Page excerpt:
===============
If you had only one prayer left to offer what would your final prayer be? 

What’s the content of that prayer? Who or what is it about? What would you say? What would you ask for? Is it about praise, thanksgiving, confession, petition, intercession? What’s the tone of your prayer? What emotions are connected to it? What fears are running through your prayer? What’s the hope in your prayer? What matters most to you and has to be included in your prayer? What do you need?

You ready? Take a moment and compose your final prayer based on your life today.

How was that for you? What was your prayer? What did it bring up? Was it easy? Difficult? Painful? Frightening? What did you learn about yourself? What did you notice about your life? Did you feel satisfied with your life or is there some work and unfinished business left to do? Were you ready to say “Amen” and let it go or did you want to hold on to it a bit longer? Was it clear and concise or was it rambling, circuitous, repetitive? 

The reason I asked you to compose your final prayer is because that’s what we hear Jesus doing in today’s gospel (John 17:6-19). In Matthew, Mark, and Luke Jesus makes his final prayers in the Garden of Gethsemane and from the cross. In John’s account of the gospel, however, this is Jesus’ last prayer and I wanted us to connect with that, to feel the same emotions and struggle with the same questions that are behind Jesus’ final prayer.
===============
Collected data:
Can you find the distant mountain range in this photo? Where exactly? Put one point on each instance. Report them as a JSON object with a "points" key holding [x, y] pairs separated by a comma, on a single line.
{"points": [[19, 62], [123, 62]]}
===============
Exercises:
1 – According to the sermon excerpt on a final prayer, why did the speaker ask listeners to compose their own final prayer? Answer in one to three sentences.
2 – In the sermon excerpt on a final prayer, where do Matthew, Mark, and Luke place Jesus' final prayers?

Results of the exercise:
1 – The speaker asked because that is what Jesus does in the day's gospel reading (John 17:6-19), which in John's account is Jesus' last prayer. The speaker wanted listeners to connect with that prayer, feeling the same emotions and struggling with the same questions that lie behind it.

2 – In the Garden of Gethsemane and from the cross.